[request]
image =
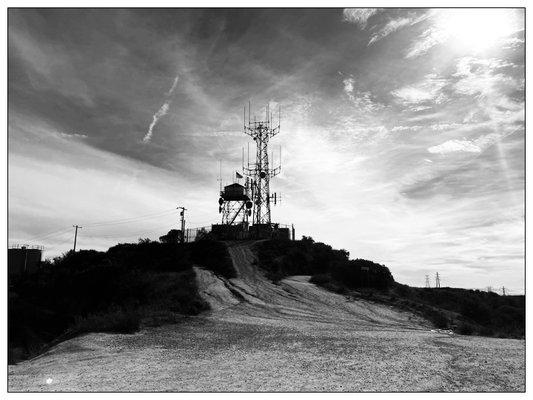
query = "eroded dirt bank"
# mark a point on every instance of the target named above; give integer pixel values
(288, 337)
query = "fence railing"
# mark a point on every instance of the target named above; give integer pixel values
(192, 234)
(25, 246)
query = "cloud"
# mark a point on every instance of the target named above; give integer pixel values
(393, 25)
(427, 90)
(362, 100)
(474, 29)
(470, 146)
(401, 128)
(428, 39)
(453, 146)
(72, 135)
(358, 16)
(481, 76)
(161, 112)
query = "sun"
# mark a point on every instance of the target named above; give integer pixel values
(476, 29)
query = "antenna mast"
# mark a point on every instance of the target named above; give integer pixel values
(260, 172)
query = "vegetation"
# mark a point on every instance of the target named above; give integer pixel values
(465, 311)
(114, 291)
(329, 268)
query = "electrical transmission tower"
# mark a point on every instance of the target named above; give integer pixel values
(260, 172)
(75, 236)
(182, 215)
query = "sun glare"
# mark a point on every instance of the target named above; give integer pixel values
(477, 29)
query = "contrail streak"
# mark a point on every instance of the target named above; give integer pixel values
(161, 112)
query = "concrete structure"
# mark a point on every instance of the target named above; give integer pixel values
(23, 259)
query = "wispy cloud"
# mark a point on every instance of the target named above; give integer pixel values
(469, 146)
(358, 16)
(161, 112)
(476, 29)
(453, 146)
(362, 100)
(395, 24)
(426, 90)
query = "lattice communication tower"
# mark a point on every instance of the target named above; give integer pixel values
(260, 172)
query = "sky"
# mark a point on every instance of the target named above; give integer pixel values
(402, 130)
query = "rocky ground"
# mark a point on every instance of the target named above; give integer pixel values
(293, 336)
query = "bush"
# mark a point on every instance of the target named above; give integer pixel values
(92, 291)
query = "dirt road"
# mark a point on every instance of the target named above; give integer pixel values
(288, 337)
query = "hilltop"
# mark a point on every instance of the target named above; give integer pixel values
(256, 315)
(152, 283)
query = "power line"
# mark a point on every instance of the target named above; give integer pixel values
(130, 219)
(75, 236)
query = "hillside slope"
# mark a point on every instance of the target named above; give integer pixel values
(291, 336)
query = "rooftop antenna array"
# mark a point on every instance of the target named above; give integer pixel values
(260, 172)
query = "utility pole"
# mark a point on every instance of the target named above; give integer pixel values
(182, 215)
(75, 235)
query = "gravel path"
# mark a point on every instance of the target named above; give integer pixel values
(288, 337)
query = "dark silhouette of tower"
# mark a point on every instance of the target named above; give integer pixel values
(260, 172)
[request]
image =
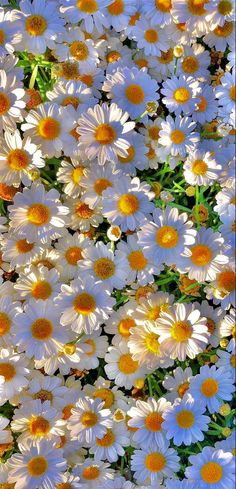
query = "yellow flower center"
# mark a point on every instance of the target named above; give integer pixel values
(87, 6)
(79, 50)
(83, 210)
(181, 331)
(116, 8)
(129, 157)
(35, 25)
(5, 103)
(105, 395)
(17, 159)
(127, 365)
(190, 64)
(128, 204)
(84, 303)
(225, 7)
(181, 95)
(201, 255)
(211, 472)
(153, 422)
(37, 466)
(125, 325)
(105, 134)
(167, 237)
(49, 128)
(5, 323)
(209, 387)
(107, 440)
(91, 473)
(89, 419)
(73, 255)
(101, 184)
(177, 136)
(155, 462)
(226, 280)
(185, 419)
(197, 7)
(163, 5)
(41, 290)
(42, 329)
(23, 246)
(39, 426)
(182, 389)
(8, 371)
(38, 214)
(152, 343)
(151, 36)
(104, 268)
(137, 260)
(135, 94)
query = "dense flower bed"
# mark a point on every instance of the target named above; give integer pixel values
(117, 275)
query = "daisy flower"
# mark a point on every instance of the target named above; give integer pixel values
-------
Instruction :: Leave out the pictures and return every record word for word.

Right answer ::
[request]
image =
query = "eroded dirt bank"
# mark a point on every instance of the target named above; give integer pixel values
(288, 337)
query = "fence railing"
# mark a point on every instance of the target named above; give integer pixel values
(192, 234)
(25, 246)
query = "cloud"
# mark a point on every instance of the target named above; give integer pixel values
(393, 25)
(427, 90)
(362, 100)
(474, 29)
(470, 146)
(401, 128)
(428, 39)
(453, 146)
(72, 135)
(358, 16)
(481, 76)
(161, 112)
query = "sun"
# mark a point on every instance of the target named above; give integer pixel values
(476, 29)
query = "antenna mast"
# mark a point on every instance of the target named above; give integer pixel values
(260, 172)
query = "vegetation"
# mark a point on every instance of the target named above; give integer pixel values
(465, 311)
(114, 291)
(329, 268)
query = "electrical transmission tower"
# mark a point on every instance of the target named above; give integer pixel values
(260, 172)
(75, 236)
(182, 215)
query = "sun glare"
# mark a point on every instance of the target named above; give integer pixel values
(477, 29)
query = "contrail streak"
# mark a point on every instance of the target named above; give integer pixel values
(161, 112)
query = "concrete structure"
# mark a point on every instance of the target named above; give integer pixel values
(23, 259)
query = "wispy cloud"
# mark a point on every instance of the target named above; give integer pixel values
(469, 146)
(358, 16)
(161, 112)
(476, 29)
(453, 146)
(362, 100)
(395, 24)
(426, 90)
query = "lattice communication tower"
# mark a point on every instance of the target named above; give integer pixel values
(260, 172)
query = "sky"
# mark a point on every instance of the target named above; give integer pixel values
(402, 130)
query = "rocky ground"
# mark a point on every instance of the target named above; give integer pixel values
(293, 336)
query = "bush"
# mark a point on every instance of the target named above; give integer pixel values
(92, 291)
query = "dirt road"
# mark a point on every instance of the target named above; give integer pixel values
(288, 337)
query = "hilltop"
# mark a point on every instance of the target named above; give integer pixel values
(256, 315)
(152, 283)
query = "power line"
# mark a point on every instance of the target named above; give integer pixel values
(130, 219)
(75, 236)
query = "hillside slope"
# mark a point on every instance of the target named above; give integer pixel values
(291, 336)
query = "rooftop antenna array"
# mark a point on every instance of the target named above; give integer pixel values
(260, 172)
query = "utility pole"
# mark a point on every instance of the target named above; give integer pixel values
(182, 215)
(75, 235)
query = "gravel path"
# mark a point on every instance of the target named above; give integer pixel values
(288, 337)
query = "dark silhouette of tower"
# mark a point on every instance of the target named above; give integer pixel values
(260, 172)
[request]
image =
query = "yellow flower center"
# mark a point on every instance of the target named above; give integer pixel values
(87, 6)
(79, 50)
(83, 210)
(181, 331)
(116, 8)
(129, 157)
(35, 25)
(5, 103)
(105, 395)
(17, 159)
(127, 365)
(190, 64)
(128, 204)
(84, 303)
(225, 7)
(181, 95)
(201, 255)
(211, 472)
(153, 422)
(37, 466)
(125, 325)
(105, 134)
(167, 237)
(49, 128)
(5, 323)
(209, 387)
(107, 440)
(91, 473)
(89, 419)
(73, 255)
(101, 184)
(177, 136)
(155, 462)
(226, 280)
(185, 419)
(197, 7)
(163, 5)
(41, 290)
(42, 329)
(23, 246)
(39, 426)
(182, 389)
(8, 371)
(38, 214)
(152, 343)
(151, 36)
(104, 268)
(137, 260)
(135, 94)
query = "dense flower bed"
# mark a point on every instance of the target named above; give integer pixel values
(117, 275)
query = "daisy flower"
# mark a point on every instance of the target named above; give integer pixel values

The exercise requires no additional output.